Count the lines in the items below that contain the string "array" and reply with the number alone.

-- Start GIVEN DATA --

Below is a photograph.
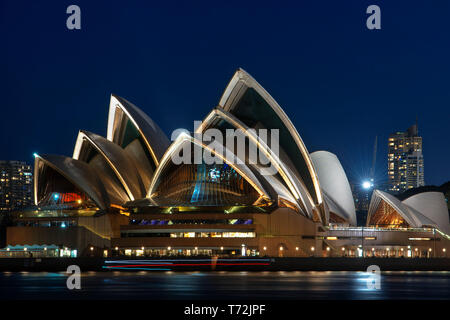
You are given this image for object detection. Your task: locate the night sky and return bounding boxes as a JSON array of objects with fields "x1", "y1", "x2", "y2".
[{"x1": 0, "y1": 0, "x2": 450, "y2": 185}]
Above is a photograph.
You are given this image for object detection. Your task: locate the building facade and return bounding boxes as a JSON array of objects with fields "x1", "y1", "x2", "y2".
[
  {"x1": 388, "y1": 124, "x2": 425, "y2": 193},
  {"x1": 5, "y1": 69, "x2": 450, "y2": 257},
  {"x1": 0, "y1": 161, "x2": 34, "y2": 213}
]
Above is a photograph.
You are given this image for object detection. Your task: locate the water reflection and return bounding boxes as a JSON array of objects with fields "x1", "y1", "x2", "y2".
[{"x1": 0, "y1": 271, "x2": 450, "y2": 300}]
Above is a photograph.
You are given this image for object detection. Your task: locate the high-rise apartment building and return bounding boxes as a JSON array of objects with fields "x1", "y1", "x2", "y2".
[
  {"x1": 388, "y1": 124, "x2": 425, "y2": 193},
  {"x1": 0, "y1": 161, "x2": 33, "y2": 213}
]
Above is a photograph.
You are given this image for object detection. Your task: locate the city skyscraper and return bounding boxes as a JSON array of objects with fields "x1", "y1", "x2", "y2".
[
  {"x1": 0, "y1": 161, "x2": 33, "y2": 212},
  {"x1": 388, "y1": 123, "x2": 425, "y2": 193}
]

-- End GIVEN DATA --

* **RESPONSE**:
5